##### Documento de origem #####

Neste momento, há a considerar vários factos novos que, longe de prefigurarem o fim próximo da coligação, podem ser próprios da crise de crescimento desta. O primeiro facto foi a eleição, em Fevereiro de 2018, do novo presidente do PSD, Rui Rio, um político respeitado que foi a oposição interna mais visível à vertigem neoliberal que assolou o partido sob o comando de Pedro Passos Coelho. Com Rio, o partido mostrou vontade de voltar à sua origem de direita moderada ou centro-direita, sempre disponível para acordos de governação com o igualmente moderado centro-esquerda, o Partido Socialista. Estes acordos foram responsáveis por vários períodos de governação do “bloco central” nos últimos 40 anos. A eleição de Rio ampliou as opções do PS. Enquanto que com a liderança e a orientação anteriores do PSD seriam improváveis quaisquer convergências com esse partido, agora tais coligações são possíveis (como, aliás, sucedeu no passado). O segundo facto é que, com este novo campo de manobra para o PS, não surpreende que dentro do PS tenham vindo a surgir vozes influentes no sentido de o PS voltar à sua tradição de se coligar com a direita e não com a esquerda. Estas vozes contam com o apoio dos interesses neoliberais internacionais (incluindo a UE), temerosos que a articulação das esquerdas se reproduza noutros países, eventualmente com agendas mais amplas que a portuguesa. Uma variante desta posição é a daqueles que prevêem que o êxito das políticas do Governo pode levar o PS a conquistar maioria absoluta nas próximas eleições no final de 2019, caso em que o partido poderia prescindir de coligações tanto à esquerda como à direita.

De todo o modo, estes factos colocam as forças de esquerda sob novas pressões. Se romperem o acordo em face de recorrentes violações do acordado por parte do PS, temem ser responsabilizados pelos eleitores por terem posto fim a uma solução política que tinha devolvido alguma esperança e maior bem-estar à maioria empobrecida dos portugueses. Se, pelo contrário, mantiverem a coligação, podem ser responsabilizados pelos seus militantes e simpatizantes por terem pactuado com a entrada da austeridade pela janela depois de esta ter sido expulsa pela porta. As alianças pragmáticas terão redundado em perda de identidade.

Os partidos de esquerda têm revelado uma enorme maturidade neste contexto político. O debate interno no Bloco de Esquerda é mais conhecido e por isso lhe dedico particular atenção. As correntes maioritárias do BE fazem um balanço globalmente positivo da articulação política com os outros partidos da coligação e reivindicam para si (para a sua iniciativa política) muitas das medidas que vieram melhorar a vida dos portugueses. E fazem-no com razão. Salientam em especial que na esmagadora maioria das questões houve uma grande consonância com o PCP. São especialmente críticos da posição do PS nos domínios da legislação laboral, com cedências quase totais às exigências das confederações patronais (que ecoam as pressões europeias), e no domínio da saúde, com a manutenção das parcerias público-privadas que alimentam o sector privado da saúde e impedem o Serviço Nacional de Saúde de voltar aos níveis que no passado fizeram de Portugal um caso de sucesso internacional no domínio da promoção da saúde como bem público.

#####

| Conjunto de tarefas |
a) Transcreva o trecho do texto sobre a coligação das esquerdas, de "De todo o modo, estes" até "perda de identidade.".
b) Segundo o texto sobre a coligação das esquerdas, em que mês e ano foi Rui Rio eleito presidente do PSD?
c) Escreva a continuação do texto sobre a coligação das esquerdas a partir do ponto em que termina.

##### Registos armazenados #####

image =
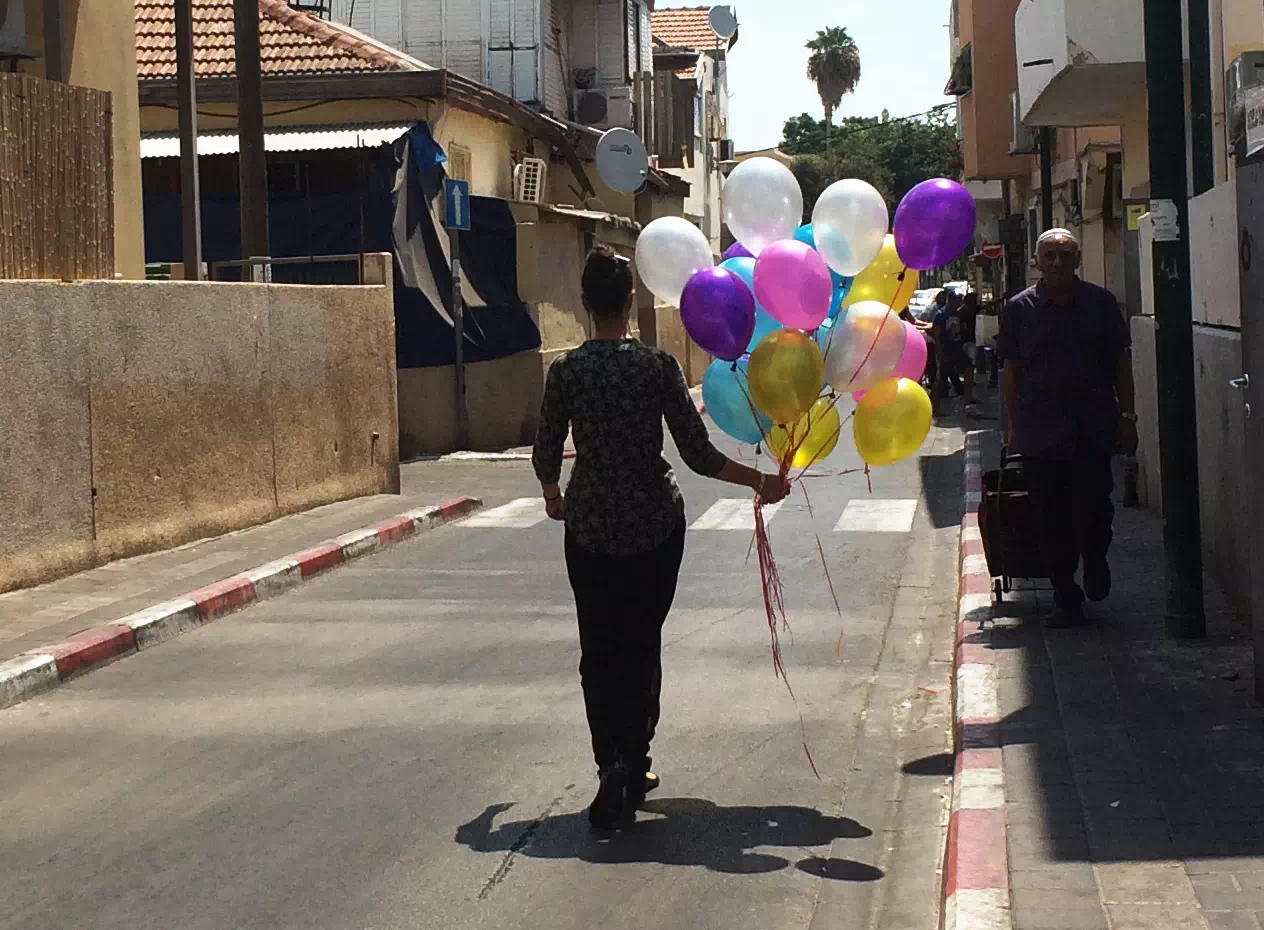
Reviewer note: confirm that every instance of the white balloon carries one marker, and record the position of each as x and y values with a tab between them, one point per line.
850	223
668	253
762	204
865	345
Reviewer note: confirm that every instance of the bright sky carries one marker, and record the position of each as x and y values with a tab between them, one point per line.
904	61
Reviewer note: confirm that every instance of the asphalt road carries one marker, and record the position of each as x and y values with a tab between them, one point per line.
402	744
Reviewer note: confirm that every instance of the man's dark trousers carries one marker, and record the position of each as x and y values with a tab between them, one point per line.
622	604
1075	512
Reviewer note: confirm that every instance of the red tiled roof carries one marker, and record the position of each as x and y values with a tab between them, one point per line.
684	28
291	43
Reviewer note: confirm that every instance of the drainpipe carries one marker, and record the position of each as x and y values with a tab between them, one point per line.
1173	322
1200	97
1045	178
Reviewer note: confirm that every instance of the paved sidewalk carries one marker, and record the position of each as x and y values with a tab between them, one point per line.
1133	765
33	617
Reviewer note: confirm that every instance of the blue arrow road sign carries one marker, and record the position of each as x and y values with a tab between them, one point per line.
456	196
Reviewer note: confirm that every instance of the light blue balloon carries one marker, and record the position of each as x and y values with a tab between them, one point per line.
842	284
841	287
764	322
726	394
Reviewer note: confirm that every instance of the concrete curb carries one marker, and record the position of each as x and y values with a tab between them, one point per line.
47	666
976	868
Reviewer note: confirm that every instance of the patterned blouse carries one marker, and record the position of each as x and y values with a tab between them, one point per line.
622	498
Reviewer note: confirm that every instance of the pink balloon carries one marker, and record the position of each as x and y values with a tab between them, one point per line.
913	363
793	283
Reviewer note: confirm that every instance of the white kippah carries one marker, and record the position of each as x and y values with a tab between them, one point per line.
1057	234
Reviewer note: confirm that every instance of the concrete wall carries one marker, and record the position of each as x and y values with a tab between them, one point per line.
138	416
1222	478
987	28
101	43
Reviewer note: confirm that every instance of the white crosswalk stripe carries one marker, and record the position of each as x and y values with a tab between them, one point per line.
516	514
733	513
869	516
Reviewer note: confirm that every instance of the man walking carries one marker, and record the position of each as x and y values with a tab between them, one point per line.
1068	394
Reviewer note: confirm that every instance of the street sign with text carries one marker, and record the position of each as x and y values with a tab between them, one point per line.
456	199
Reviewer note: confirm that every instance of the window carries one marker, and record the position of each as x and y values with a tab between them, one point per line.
458	162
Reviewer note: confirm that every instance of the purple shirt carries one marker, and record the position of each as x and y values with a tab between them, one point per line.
1069	355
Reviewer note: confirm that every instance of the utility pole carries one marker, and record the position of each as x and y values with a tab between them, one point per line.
1045	178
1200	97
1173	320
252	161
190	196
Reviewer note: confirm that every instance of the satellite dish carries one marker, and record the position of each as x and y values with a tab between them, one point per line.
723	22
622	161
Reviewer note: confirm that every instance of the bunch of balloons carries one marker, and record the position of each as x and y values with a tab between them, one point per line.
796	315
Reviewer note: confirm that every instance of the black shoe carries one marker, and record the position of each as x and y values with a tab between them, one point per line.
1063	618
1097	580
606	811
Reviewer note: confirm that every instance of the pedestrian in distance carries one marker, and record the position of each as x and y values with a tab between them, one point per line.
625	521
953	345
1068	396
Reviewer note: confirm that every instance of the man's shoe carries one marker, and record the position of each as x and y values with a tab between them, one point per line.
606	811
1063	618
1097	580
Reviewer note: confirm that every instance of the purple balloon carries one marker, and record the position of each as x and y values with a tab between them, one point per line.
718	312
934	224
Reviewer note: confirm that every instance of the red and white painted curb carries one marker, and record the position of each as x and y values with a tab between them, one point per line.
976	872
48	666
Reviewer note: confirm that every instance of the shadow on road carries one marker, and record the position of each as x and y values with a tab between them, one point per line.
678	832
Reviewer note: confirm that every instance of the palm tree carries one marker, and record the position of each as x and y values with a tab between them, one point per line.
834	67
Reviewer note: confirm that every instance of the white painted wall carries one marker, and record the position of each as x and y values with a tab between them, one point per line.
1214	257
1069	32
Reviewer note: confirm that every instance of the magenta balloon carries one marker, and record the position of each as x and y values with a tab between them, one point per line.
934	224
913	363
793	283
718	312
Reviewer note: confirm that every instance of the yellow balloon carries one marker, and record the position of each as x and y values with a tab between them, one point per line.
881	282
891	421
812	437
786	373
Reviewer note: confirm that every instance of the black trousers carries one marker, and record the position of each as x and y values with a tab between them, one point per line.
1075	512
622	604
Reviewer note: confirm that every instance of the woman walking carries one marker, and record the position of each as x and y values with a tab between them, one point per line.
625	521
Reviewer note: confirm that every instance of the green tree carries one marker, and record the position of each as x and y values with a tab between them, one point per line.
894	156
834	67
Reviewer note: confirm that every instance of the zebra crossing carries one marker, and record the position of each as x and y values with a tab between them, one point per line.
727	514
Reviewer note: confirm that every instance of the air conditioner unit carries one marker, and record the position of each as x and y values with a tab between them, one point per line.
528	180
609	108
1246	72
1021	137
13	29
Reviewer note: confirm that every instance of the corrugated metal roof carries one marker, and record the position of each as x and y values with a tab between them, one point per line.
291	139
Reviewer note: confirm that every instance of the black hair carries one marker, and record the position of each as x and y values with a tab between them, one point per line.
607	282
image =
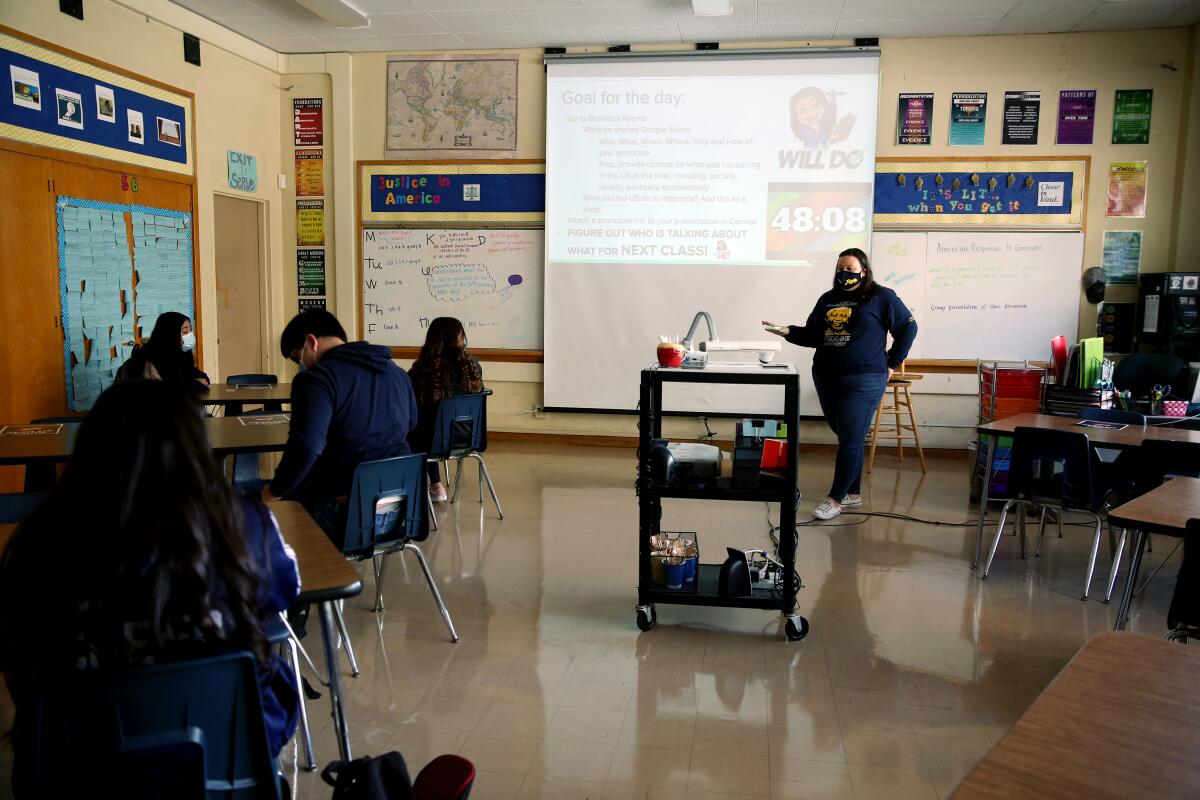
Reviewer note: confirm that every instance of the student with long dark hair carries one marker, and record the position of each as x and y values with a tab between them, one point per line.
167	355
143	554
849	328
443	368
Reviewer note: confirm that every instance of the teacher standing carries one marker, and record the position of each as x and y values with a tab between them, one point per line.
849	328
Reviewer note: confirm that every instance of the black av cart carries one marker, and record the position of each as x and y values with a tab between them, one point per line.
779	487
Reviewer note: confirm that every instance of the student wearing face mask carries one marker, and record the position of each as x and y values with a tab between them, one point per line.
349	404
849	328
167	355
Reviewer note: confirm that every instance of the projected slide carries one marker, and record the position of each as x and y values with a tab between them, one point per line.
675	185
767	162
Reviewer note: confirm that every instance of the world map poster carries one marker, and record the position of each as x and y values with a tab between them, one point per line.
451	106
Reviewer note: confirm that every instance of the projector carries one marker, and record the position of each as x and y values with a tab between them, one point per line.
683	462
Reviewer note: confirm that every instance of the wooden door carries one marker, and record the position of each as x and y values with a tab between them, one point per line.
33	383
239	262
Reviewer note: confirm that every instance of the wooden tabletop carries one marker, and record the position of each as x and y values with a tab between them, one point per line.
1163	510
227	434
1127	438
1119	721
324	572
252	394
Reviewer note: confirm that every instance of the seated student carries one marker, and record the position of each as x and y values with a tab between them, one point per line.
443	368
349	404
167	355
142	554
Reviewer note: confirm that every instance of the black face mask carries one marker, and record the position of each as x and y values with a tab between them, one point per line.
847	281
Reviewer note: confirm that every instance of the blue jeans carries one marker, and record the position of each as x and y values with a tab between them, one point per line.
849	404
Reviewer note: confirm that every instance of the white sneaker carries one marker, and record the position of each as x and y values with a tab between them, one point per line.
827	510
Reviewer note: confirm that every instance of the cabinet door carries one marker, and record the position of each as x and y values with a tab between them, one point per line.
31	372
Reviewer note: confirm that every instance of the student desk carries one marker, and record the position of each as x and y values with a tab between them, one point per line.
1119	721
228	435
247	394
325	577
1128	438
1163	510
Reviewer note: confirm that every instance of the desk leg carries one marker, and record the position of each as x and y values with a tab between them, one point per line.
1139	546
983	493
329	633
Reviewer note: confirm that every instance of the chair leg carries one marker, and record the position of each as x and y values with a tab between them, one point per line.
310	756
875	433
1091	559
895	413
346	639
433	588
1116	565
491	487
916	434
1042	530
995	542
457	475
379	561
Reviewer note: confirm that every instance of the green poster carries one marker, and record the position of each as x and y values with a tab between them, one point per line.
1131	116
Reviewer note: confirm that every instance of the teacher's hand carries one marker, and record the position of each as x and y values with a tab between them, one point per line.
774	328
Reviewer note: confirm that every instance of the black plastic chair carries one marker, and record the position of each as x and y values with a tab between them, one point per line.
180	729
460	432
41	476
1051	469
388	512
18	505
1140	372
250	379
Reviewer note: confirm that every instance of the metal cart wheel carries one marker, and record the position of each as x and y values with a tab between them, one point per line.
796	629
648	618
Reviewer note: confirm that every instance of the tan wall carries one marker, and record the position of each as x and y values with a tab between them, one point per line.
235	92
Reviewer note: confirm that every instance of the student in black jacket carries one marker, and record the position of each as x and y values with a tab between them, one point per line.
849	328
349	404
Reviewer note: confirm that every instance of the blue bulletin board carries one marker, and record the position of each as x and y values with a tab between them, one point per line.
1025	194
59	101
119	268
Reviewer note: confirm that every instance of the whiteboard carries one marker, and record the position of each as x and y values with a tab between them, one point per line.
984	294
491	280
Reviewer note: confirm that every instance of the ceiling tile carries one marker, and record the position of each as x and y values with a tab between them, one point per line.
634	16
477	20
654	35
798	11
553	18
497	40
577	37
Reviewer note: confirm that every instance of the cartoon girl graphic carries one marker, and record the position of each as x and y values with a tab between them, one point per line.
815	118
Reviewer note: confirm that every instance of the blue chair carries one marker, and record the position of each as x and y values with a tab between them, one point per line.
180	729
460	432
41	476
1051	469
16	506
388	512
250	379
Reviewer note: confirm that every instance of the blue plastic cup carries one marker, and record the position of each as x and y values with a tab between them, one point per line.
673	570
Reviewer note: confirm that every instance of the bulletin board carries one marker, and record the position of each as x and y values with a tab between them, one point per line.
119	268
69	102
453	239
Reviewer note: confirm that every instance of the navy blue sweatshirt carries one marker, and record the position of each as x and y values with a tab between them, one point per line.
354	405
851	335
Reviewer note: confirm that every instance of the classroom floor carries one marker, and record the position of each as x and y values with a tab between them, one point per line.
912	669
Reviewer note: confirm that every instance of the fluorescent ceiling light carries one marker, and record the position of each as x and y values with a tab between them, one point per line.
336	12
712	7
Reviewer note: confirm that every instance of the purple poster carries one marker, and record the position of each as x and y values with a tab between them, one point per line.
915	118
1077	116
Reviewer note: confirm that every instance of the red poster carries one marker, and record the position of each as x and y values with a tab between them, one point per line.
307	122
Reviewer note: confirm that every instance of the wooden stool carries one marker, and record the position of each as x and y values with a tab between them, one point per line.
901	401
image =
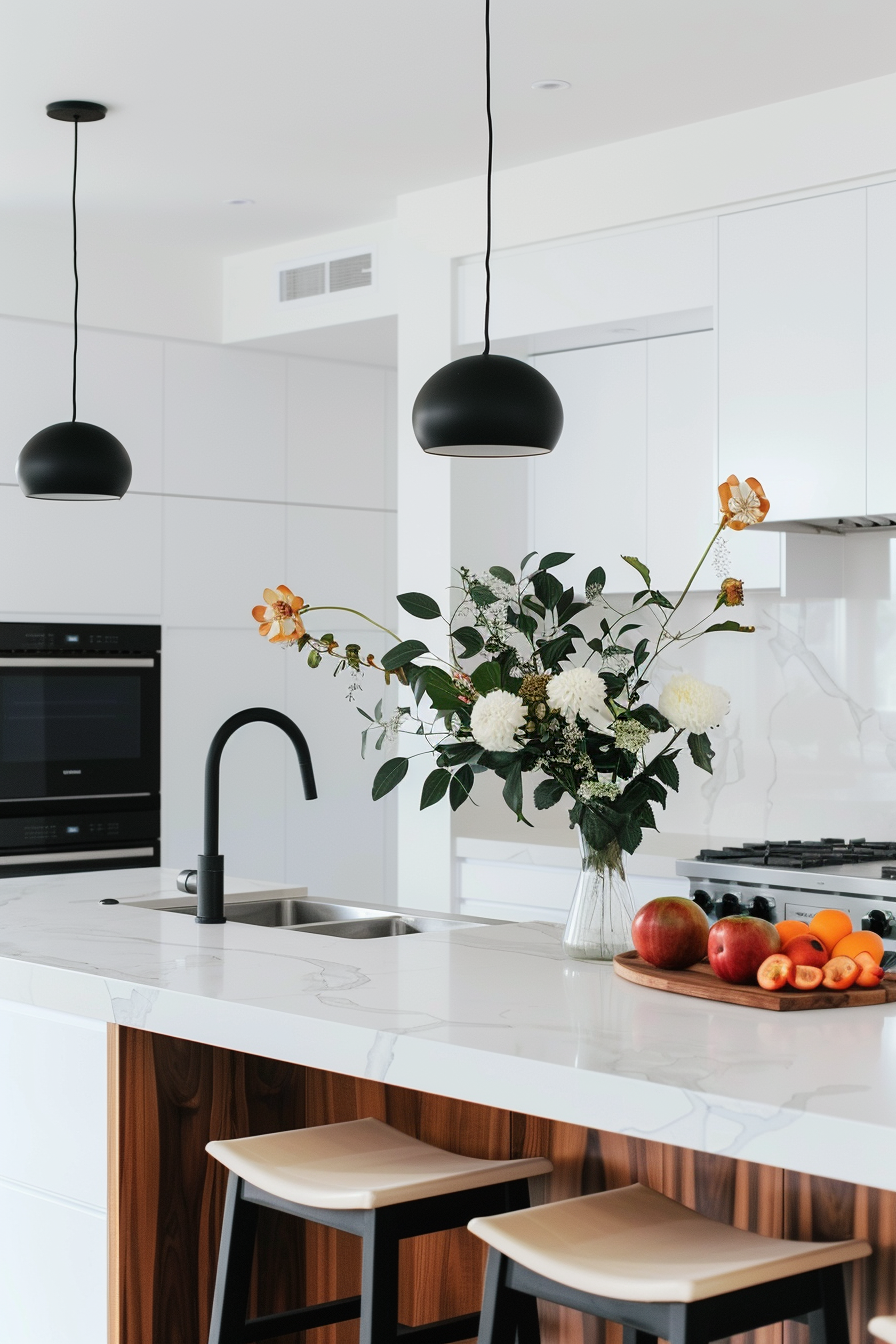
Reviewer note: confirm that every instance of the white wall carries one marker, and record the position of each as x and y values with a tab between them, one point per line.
250	469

#####

| Respostas por tarefa |
a)
De todo o modo, estes factos colocam as forças de esquerda sob novas pressões. Se romperem o acordo em face de recorrentes violações do acordado por parte do PS, temem ser responsabilizados pelos eleitores por terem posto fim a uma solução política que tinha devolvido alguma esperança e maior bem-estar à maioria empobrecida dos portugueses. Se, pelo contrário, mantiverem a coligação, podem ser responsabilizados pelos seus militantes e simpatizantes por terem pactuado com a entrada da austeridade pela janela depois de esta ter sido expulsa pela porta. As alianças pragmáticas terão redundado em perda de identidade.

b) Em Fevereiro de 2018.

c)
Acima de tudo, as correntes maioritárias do BE entendem que o saldo positivo da experiência dos dois últimos anos e as expectativas positivas que criaram na maioria dos portugueses criaram uma responsabilidade nova ao conjunto dos partidos de esquerda no sentido de não frustrar essas expectativas. Entendem, no entanto, que para que tal seja possível é necessário que a articulação entre forças de esquerda se aprofunde e supere pelo menos algumas das limitações que teve na sua primeira fase. Tais limitações eram compreensíveis no contexto difícil de 2015 mas não o são hoje, ou, pelo menos, devem passar a ser objecto de debate que pode implicar a reformulação e ampliação dos acordos. O êxito da inovação portuguesa é o outro lado dos seus objectivos extremamente modestos, que nem sequer conseguem devolver aos portugueses o bem-estar relativo que tinham antes da crise. Para o BE, tais limitações decorrem em última instância dos tratados que governam a política europeia (sobretudo o Tratado Orçamental), tratados que impedem o investimento público, o reforço do Estado social e o controlo público de sectores estratégicos. E decorrem também da enorme dívida pública que é insustentável e devia ser reestruturada. Para o BE, o êxito internacional da política portuguesa dos dois últimos anos (nem sempre elogiada pelas boas razões) confere alguma autoridade a Portugal para pressionar as instituições europeias, nomeadamente por via de alianças com outros países que têm interesses convergentes com os de Portugal.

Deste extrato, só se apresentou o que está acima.